:: Texto ::

Caminando hacia el ciberautoritarismo
La trazabilidad de nuestros móviles, la vigilancia digital y los test de seroprevalencia se han convertido en poderosos métodos de biovigilancia en tiempos de pandemia.
En estas semanas las emociones nos magullan el alma y el riesgo de infectarnos ha sobredimensionado el miedo a los “otros”, una situación que están aprovechando algunos gobiernos para implementar medidas disciplinarias.
Cuando echamos la mirada atrás y analizamos cómo se comportó el Estado para combatir las distintas epidemias a lo largo de la historia de la humanidad nos sorprendemos al ver que se hizo de una forma muy heterogénea.
Frente a la lepra, por ejemplo, los reyes medievales utilizaron un sistema de exclusión: aislaron a los afectados, les obligaron a abandonar las ciudades y dictaron condenas durísimas, entre las que se incluía la pena capital, para el que no respetara la normativa. En palabras del filósofo francés Michael Foucault los reyes del medioevo “dejaban vivir y hacían morir”.
Durante la epidemia de peste del siglo XIV se impuso un sistema administrativo que emanaba de cuerpos de vigilancia, los cuales establecían una interrupción de la libertad de movimiento y aislaban a los pacientes infectados durante un período de cuarenta días. De forma similar, se obligó a los barcos en donde había algún tripulante enfermo a quedarse en cuarentena antes de poder atracar en los puertos.
En el siglo XV una epidemia de sífilis asoló el Viejo Continente. La enfermedad se combatió con la represión de la prostitución y la reclusión de las meretrices en burdeles, medidas que estuvieron muy lejos de poder contener la enfermedad. Fue el descubrimiento de la penicilina (1928) lo que realmente controló la sífilis.

:: Tarea A ::
Responde, según el texto sobre el ciberautoritarismo, estas preguntas:
(i) ¿Durante cuántos días se aislaba a los pacientes infectados en la epidemia de peste del siglo XIV?
(ii) ¿En qué año se descubrió la penicilina?
(iii) ¿Qué pena máxima se incluía entre las condenas frente a la lepra para quien no respetara la normativa?
:: Tarea B ::
Prosigue el texto sobre el ciberautoritarismo y las epidemias a partir de su última oración.

:: Datos ::
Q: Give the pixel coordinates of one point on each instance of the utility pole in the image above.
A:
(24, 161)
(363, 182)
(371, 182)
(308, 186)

:: Respuesta A ::
(i) Cuarenta días.
(ii) En 1928.
(iii) La pena capital.

:: Respuesta B ::
Frente a la viruela –ya en el siglo XVIIII– la situación cambió, se estableció un sistema liberal, se dispuso de la primera vacuna de la historia, aparecieron los censos, las estadísticas, se pudo clasificar a la población… Es cierto que, además, existió un sistema disciplinario que obligaba a acatar ciertas normas. En ese siglo se hacían divisiones espaciales de las ciudades durante los periodos de cuarentena, con turnos para salir a la calle, de forma que se evitara el contacto con otras personas.
Foucault lo denomina sistema de gubernamentalidad, puesto que el Estado se interesa por el ciudadano como “ser vivo”, en una concepción estrictamente biologista, en tanto en cuanto el ser humano nace, vive, enferma, se mueve por las ciudades y muere.
En el siglo diecinueve Jeremy Bentham, el filósofo utilitarista, diseñó un tipo de arquitectura carcelaria a la que denominó panóptico. Básicamente consistía en un guardián pertrechado en una torre central desde la cual era capaz de ver a todos los presos, recluidos en celdas individuales. Ninguno de ellos podía saber en qué momento estaba siendo observado.
El objetivo del panóptico era que el detenido fuese consciente de su visibilidad y que, en consecuencia, asumiese su sometimiento al poder.
El “ojo que todo lo ve” de Bentham es una excelente metáfora de la representación del Estado durante siglos, una sola persona –el monarca– es el encargado de dictar las leyes y obligar a cumplirlas.
En la actualidad no hay un rostro, todos pueden ser vigilantes y, además, son a su vez vigilados. Nuestro sistema panóptico está basado en la imagen y en la luz, a través de cámaras y satélites.
La trazabilidad de nuestros móviles, la vigilancia digital y los test de seroprevalencia se han convertido en poderosos métodos de biovigilancia en tiempos de pandemia. Caminamos hacia un modelo de ciberautoritarismo, donde las instituciones tradicionales de encierro –colegios, hospitales, prisiones– se han trasladado a nuestros domicilios y los hogares se han convertido en centros de teleproducción.
Todo esto no es nuevo, ya en 1975 Foucault había acuñado el término “biopolítica” con el que definía el conjunto de mecanismos por medio de los cuales aquello que en la especie humana constituye sus rasgos biológicos fundamentales pasa a ser parte de una estrategia política de la sociedad.
Ahora la pregunta que gravita en la mente de todos es si estamos caminando en la buena dirección o deberíamos replantearnos algunas cuestiones que, inconscientemente, estamos dando por buenas.